In your copy of the records, include every word exactly and no pictures.

_Dataset extract_.
'''

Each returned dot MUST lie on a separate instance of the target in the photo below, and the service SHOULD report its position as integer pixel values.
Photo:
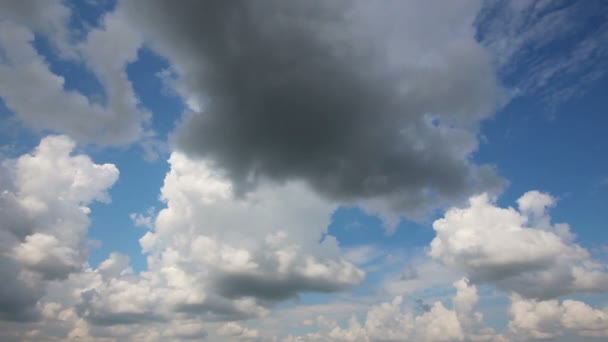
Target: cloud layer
(44, 220)
(518, 250)
(351, 97)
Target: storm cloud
(363, 101)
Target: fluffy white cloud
(519, 250)
(237, 332)
(368, 103)
(214, 255)
(44, 220)
(388, 322)
(548, 319)
(37, 96)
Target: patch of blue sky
(166, 106)
(565, 156)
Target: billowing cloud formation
(532, 319)
(518, 250)
(223, 258)
(362, 101)
(44, 220)
(38, 96)
(388, 322)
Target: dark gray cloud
(361, 100)
(274, 288)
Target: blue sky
(265, 171)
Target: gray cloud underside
(343, 95)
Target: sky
(272, 170)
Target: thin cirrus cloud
(294, 109)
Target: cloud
(549, 319)
(221, 257)
(523, 35)
(363, 102)
(388, 322)
(237, 332)
(518, 250)
(38, 97)
(44, 220)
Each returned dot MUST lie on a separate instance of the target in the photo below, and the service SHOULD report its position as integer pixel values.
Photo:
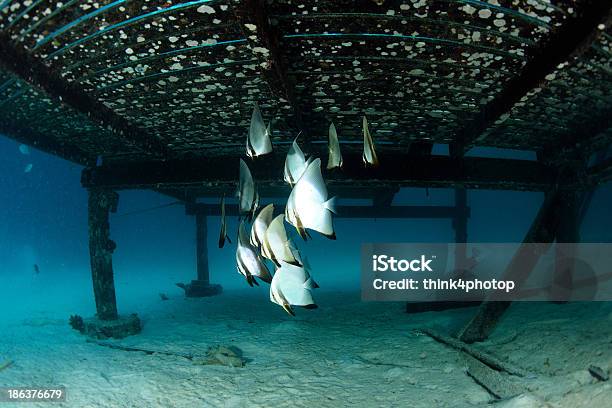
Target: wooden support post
(543, 230)
(568, 233)
(459, 222)
(201, 287)
(101, 247)
(202, 249)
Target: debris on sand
(221, 355)
(598, 373)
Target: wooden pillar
(101, 202)
(568, 234)
(201, 286)
(460, 227)
(543, 230)
(202, 249)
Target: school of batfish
(308, 208)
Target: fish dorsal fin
(335, 155)
(311, 183)
(295, 163)
(260, 225)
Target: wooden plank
(32, 70)
(254, 13)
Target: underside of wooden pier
(158, 95)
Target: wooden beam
(600, 173)
(31, 69)
(572, 39)
(45, 143)
(346, 211)
(394, 170)
(101, 202)
(542, 231)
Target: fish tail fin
(288, 309)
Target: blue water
(43, 221)
(319, 358)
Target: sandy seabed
(346, 353)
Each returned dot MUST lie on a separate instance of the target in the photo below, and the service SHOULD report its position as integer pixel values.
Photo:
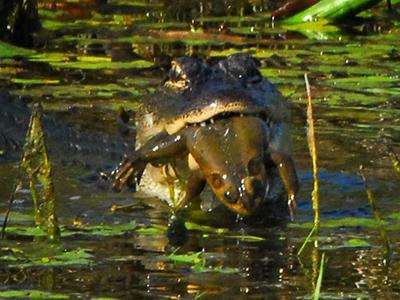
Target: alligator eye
(254, 166)
(216, 181)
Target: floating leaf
(34, 81)
(204, 228)
(186, 258)
(356, 243)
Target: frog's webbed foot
(289, 177)
(128, 170)
(160, 147)
(194, 187)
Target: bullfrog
(223, 126)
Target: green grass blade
(333, 10)
(307, 240)
(320, 276)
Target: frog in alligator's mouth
(223, 125)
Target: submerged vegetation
(92, 57)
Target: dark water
(95, 56)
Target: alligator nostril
(258, 188)
(231, 196)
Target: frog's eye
(216, 181)
(255, 166)
(231, 195)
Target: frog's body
(226, 126)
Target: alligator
(221, 126)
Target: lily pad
(8, 50)
(67, 258)
(31, 294)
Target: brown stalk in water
(312, 145)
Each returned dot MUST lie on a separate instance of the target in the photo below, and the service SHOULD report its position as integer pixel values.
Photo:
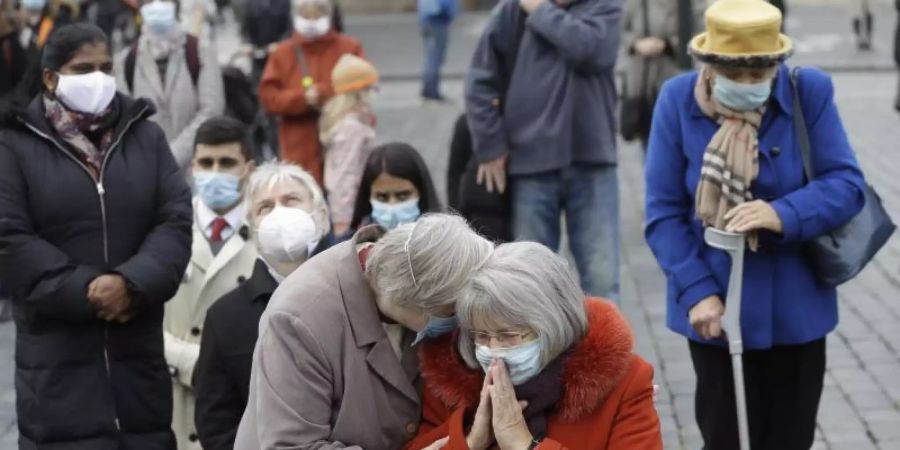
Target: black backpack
(191, 55)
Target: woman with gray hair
(535, 365)
(335, 364)
(289, 220)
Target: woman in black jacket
(95, 234)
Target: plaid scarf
(74, 127)
(731, 160)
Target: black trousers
(783, 384)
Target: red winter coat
(607, 399)
(282, 93)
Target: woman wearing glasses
(535, 365)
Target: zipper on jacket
(101, 192)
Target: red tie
(219, 224)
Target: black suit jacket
(222, 376)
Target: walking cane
(734, 244)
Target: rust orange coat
(282, 93)
(607, 399)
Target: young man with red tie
(222, 257)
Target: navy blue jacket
(783, 303)
(560, 105)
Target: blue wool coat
(783, 303)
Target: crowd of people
(187, 276)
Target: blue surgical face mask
(523, 361)
(34, 5)
(741, 96)
(392, 215)
(436, 327)
(218, 190)
(159, 17)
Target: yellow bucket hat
(742, 33)
(352, 73)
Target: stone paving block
(870, 401)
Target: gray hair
(272, 173)
(329, 7)
(524, 284)
(427, 263)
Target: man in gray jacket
(540, 101)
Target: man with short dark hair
(222, 256)
(541, 101)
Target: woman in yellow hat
(724, 152)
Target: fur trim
(593, 367)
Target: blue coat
(783, 303)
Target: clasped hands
(110, 297)
(498, 419)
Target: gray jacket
(560, 105)
(180, 106)
(325, 375)
(662, 17)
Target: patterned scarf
(731, 160)
(74, 127)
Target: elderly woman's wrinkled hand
(508, 422)
(480, 436)
(755, 215)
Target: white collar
(206, 216)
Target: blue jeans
(590, 198)
(435, 37)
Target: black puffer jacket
(83, 383)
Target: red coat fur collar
(592, 369)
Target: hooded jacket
(81, 382)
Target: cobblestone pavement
(860, 407)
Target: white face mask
(159, 17)
(286, 235)
(312, 29)
(89, 93)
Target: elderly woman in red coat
(535, 365)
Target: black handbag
(840, 255)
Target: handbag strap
(800, 129)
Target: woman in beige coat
(335, 365)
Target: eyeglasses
(503, 338)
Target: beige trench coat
(324, 372)
(206, 280)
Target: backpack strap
(800, 129)
(192, 55)
(130, 60)
(7, 52)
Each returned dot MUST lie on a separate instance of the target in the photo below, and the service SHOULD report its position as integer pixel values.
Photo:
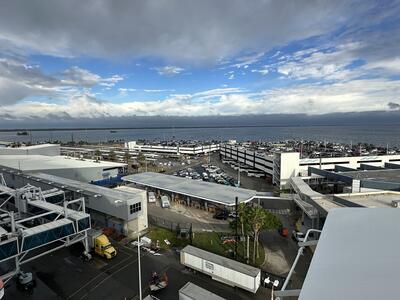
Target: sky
(96, 59)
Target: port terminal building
(123, 209)
(189, 149)
(281, 166)
(324, 190)
(354, 254)
(46, 158)
(192, 192)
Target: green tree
(112, 156)
(97, 154)
(260, 219)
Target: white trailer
(165, 202)
(151, 196)
(190, 291)
(221, 268)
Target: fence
(173, 226)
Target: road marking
(101, 274)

'''

_Answer_.
Each returned dot MUST lie on a separate instance of the target in the photo below, and the service SHOULD report its position as integer pixel values.
Photo:
Target: cloud layer
(44, 220)
(518, 250)
(351, 97)
Target: storm cloud
(363, 101)
Target: fluffy white cloud
(519, 250)
(237, 332)
(368, 103)
(214, 255)
(44, 220)
(388, 322)
(548, 319)
(37, 96)
Target: patch of blue sky
(166, 106)
(565, 156)
Target: billowing cloud formation
(532, 319)
(518, 250)
(223, 258)
(362, 101)
(44, 220)
(38, 96)
(388, 322)
Target: dark gray cloud
(361, 100)
(274, 288)
Target: blue sky
(265, 171)
Target: gray cloud underside
(343, 95)
Target: sky
(272, 170)
Target: thin cirrus cloud
(294, 109)
Target: cloud
(549, 319)
(221, 257)
(523, 35)
(363, 102)
(388, 322)
(237, 332)
(518, 250)
(38, 97)
(44, 220)
Each returned dot MUST lie on a separate instance of the target in the photo below, and the service SHOULD report its position as integer pixel values.
Photo:
Target: wooden support post
(543, 230)
(568, 233)
(459, 222)
(201, 287)
(101, 247)
(202, 249)
Target: debris on sand
(221, 355)
(598, 373)
Target: wooden pillar
(101, 202)
(568, 234)
(201, 286)
(460, 227)
(543, 230)
(202, 249)
Target: school of batfish
(308, 208)
Target: fish dorsal fin
(335, 155)
(311, 183)
(295, 163)
(260, 225)
Target: wooden plank
(32, 70)
(254, 13)
Target: underside of wooden pier
(158, 95)
Target: wooden beam
(600, 173)
(31, 69)
(572, 39)
(45, 143)
(346, 211)
(394, 170)
(101, 202)
(542, 231)
Target: fish tail fin
(288, 309)
Target: blue water
(43, 221)
(319, 358)
Target: sandy seabed
(346, 353)
Each returned dot MUST lie on a separate instance of the target in the photo below, and the service SHOULD report its position as integer pixel values.
Photo:
Target: alligator eye
(254, 166)
(216, 181)
Target: floating leaf
(34, 81)
(204, 228)
(186, 258)
(356, 243)
Target: frog's webbed foot
(289, 177)
(128, 170)
(160, 147)
(194, 187)
Target: bullfrog
(223, 126)
Target: green grass blade
(333, 10)
(307, 240)
(320, 276)
Target: frog in alligator's mouth
(223, 125)
Target: submerged vegetation
(92, 57)
Target: dark water
(95, 56)
Target: alligator nostril
(258, 188)
(231, 196)
Target: frog's eye
(216, 181)
(255, 166)
(231, 195)
Target: frog's body
(226, 126)
Target: alligator
(221, 126)
Target: lily pad
(8, 50)
(67, 258)
(31, 294)
Target: brown stalk in water
(312, 145)
Each returned dot MUST lie on a separate instance of the target in the photo below, and the service SHOULD report its position as integer pixel values.
Photo:
Target: black backpack
(191, 55)
Target: woman with gray hair
(535, 365)
(335, 364)
(289, 220)
Target: woman in black jacket
(95, 234)
Target: plaid scarf
(74, 127)
(731, 160)
Target: black trousers
(783, 384)
Target: red winter coat
(607, 399)
(282, 93)
Target: woman wearing glasses
(535, 365)
Target: zipper on jacket
(101, 192)
Target: red tie
(219, 224)
Target: black suit jacket
(222, 376)
Target: walking cane
(734, 244)
Target: rust orange coat
(282, 93)
(607, 399)
Target: young man with red tie
(222, 257)
Target: navy blue jacket
(783, 303)
(560, 105)
Target: blue wool coat
(783, 303)
Target: crowd of people
(187, 276)
Target: blue surgical face mask
(523, 361)
(34, 5)
(741, 96)
(392, 215)
(436, 327)
(218, 190)
(159, 17)
Target: yellow bucket hat
(742, 33)
(352, 73)
Target: stone paving block
(870, 401)
Target: gray hair
(272, 173)
(329, 7)
(524, 284)
(427, 263)
Target: man in gray jacket
(540, 101)
Target: man with short dark hair
(222, 256)
(541, 101)
Target: woman in yellow hat
(724, 152)
Target: fur trim
(593, 367)
Target: blue coat
(783, 303)
Target: clasped hands
(110, 297)
(498, 419)
Target: gray jacket
(560, 105)
(180, 106)
(325, 375)
(662, 17)
Target: patterned scarf
(731, 160)
(74, 127)
Target: elderly woman's wrinkled hand
(508, 422)
(480, 436)
(755, 215)
Target: white collar
(206, 216)
Target: blue jeans
(590, 198)
(435, 37)
Target: black puffer jacket
(83, 383)
Target: red coat fur collar
(592, 369)
Target: hooded jacket
(81, 382)
Target: cobblestone pavement
(860, 407)
Target: white face mask
(159, 17)
(286, 235)
(312, 29)
(89, 93)
Target: elderly woman in red coat
(535, 365)
Target: black handbag
(840, 255)
Target: handbag strap
(800, 129)
Target: woman in beige coat
(335, 365)
Target: eyeglasses
(503, 338)
Target: beige trench coat
(324, 372)
(206, 280)
Target: backpack strap
(800, 129)
(192, 55)
(130, 60)
(7, 52)
Each returned dot MUST lie on a separate instance of the target in the photo below, and the service SHOULD report its position as integer pixel values.
Photo:
Target: sky
(96, 59)
Target: port terminal building
(123, 209)
(189, 149)
(281, 166)
(324, 190)
(354, 254)
(46, 158)
(192, 192)
Target: green tree
(112, 156)
(97, 154)
(260, 219)
Target: white trailer
(165, 202)
(151, 196)
(190, 291)
(221, 268)
Target: fence
(173, 226)
Target: road marking
(101, 274)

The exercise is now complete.